>>>

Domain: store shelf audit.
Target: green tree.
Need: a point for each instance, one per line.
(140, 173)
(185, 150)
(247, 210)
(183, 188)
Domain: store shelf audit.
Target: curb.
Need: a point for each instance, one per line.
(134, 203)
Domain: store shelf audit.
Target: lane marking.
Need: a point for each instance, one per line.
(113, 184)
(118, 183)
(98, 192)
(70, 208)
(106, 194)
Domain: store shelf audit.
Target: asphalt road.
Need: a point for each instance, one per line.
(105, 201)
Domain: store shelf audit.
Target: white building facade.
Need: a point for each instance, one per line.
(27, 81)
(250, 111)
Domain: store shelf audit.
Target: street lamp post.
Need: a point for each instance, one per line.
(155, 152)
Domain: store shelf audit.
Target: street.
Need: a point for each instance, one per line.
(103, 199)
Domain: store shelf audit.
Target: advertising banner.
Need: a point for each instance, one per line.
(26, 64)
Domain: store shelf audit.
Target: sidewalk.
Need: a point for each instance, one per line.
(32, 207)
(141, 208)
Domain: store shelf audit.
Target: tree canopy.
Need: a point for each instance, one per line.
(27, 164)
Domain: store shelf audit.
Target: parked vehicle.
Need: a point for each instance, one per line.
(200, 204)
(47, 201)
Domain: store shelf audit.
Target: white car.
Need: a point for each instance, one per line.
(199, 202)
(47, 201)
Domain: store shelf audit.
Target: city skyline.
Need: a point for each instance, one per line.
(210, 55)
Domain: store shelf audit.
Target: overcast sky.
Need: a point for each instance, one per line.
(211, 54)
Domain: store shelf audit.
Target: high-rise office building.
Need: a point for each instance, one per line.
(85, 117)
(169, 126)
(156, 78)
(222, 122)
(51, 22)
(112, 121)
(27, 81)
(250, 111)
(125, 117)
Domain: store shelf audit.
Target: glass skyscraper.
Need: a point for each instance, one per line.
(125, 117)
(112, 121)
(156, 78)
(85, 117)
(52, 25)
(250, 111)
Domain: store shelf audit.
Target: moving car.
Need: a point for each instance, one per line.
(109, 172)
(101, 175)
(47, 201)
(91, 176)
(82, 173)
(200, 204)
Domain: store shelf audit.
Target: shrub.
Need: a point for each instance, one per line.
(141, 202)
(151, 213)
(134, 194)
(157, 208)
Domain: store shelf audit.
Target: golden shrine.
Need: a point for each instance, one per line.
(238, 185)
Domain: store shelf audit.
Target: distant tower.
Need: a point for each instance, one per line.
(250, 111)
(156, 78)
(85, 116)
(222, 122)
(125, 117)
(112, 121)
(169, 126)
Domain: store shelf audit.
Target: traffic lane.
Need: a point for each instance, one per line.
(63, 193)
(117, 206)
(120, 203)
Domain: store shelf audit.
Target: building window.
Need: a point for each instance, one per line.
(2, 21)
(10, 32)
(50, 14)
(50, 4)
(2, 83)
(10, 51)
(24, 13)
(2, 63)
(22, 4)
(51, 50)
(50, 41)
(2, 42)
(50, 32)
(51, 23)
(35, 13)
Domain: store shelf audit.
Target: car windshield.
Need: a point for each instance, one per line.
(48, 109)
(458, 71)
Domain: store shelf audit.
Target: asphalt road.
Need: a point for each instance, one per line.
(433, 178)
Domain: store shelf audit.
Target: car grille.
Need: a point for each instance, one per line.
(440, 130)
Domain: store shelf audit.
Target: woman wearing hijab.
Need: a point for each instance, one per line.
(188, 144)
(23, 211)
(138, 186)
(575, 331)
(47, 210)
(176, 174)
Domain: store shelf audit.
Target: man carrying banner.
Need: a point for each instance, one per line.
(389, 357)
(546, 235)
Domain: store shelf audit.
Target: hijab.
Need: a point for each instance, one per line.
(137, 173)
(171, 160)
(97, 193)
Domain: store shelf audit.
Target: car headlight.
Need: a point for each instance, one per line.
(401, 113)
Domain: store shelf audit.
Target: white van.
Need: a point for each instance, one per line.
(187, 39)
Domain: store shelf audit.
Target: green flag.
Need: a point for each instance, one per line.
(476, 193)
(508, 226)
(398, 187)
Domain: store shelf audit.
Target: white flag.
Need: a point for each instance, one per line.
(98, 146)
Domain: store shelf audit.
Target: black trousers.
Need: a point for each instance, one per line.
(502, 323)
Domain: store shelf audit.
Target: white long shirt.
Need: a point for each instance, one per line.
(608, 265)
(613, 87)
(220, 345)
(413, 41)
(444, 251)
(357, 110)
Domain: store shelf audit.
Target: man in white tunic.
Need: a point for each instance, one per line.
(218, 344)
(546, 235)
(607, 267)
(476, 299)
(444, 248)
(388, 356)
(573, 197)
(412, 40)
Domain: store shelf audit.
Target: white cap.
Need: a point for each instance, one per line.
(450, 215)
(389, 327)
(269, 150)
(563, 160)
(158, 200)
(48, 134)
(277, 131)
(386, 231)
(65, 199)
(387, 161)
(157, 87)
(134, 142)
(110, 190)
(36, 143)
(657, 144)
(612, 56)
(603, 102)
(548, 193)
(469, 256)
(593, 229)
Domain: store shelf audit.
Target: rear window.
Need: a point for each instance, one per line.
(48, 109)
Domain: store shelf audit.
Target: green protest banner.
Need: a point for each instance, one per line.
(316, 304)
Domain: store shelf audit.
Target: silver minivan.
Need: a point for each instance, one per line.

<<<

## What the task asks
Copy every line from the data that includes the string "green".

## Solution to this exercise
Target: green tree.
Target: green flag.
Target: green protest banner.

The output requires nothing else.